About this task →
Work out how many lines in the entries below include the word "black". Give nothing but the number.

Provided data →
*****

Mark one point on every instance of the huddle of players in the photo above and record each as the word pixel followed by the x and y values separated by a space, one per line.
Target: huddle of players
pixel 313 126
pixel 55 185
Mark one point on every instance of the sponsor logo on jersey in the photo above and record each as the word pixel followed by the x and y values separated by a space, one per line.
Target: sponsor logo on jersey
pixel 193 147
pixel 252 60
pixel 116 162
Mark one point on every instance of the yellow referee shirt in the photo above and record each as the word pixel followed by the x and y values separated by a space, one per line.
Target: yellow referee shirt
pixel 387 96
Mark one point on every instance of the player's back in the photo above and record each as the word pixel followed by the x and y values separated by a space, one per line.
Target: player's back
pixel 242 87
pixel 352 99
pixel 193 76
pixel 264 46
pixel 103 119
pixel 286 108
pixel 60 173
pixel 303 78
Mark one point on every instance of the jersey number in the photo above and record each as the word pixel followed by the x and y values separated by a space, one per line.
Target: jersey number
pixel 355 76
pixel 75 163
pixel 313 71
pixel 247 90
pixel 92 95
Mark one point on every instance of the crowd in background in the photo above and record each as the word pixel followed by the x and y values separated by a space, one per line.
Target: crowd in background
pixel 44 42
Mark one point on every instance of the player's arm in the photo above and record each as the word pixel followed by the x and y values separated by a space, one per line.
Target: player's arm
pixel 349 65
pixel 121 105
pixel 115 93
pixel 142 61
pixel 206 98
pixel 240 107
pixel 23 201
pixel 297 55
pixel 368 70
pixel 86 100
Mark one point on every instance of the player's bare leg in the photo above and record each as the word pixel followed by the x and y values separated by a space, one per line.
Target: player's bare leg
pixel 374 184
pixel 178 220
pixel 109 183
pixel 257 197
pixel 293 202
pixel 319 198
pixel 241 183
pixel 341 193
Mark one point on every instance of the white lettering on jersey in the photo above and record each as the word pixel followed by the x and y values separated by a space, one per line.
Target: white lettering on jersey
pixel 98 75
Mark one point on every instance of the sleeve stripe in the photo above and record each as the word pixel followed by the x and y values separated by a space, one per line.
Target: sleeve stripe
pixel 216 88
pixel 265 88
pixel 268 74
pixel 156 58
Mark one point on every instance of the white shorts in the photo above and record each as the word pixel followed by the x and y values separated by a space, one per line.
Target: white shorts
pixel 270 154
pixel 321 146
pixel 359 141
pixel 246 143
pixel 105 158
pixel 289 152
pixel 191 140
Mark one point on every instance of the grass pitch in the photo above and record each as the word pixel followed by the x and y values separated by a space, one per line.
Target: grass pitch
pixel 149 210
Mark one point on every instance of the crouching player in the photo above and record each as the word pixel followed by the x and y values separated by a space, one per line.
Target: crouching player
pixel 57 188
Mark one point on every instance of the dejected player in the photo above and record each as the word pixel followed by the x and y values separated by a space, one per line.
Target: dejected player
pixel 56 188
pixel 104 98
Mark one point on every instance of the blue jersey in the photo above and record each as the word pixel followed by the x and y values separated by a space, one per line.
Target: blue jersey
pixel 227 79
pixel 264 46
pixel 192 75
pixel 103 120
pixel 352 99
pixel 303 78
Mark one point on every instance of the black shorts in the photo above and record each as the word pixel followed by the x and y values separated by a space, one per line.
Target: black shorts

*****

Response below →
2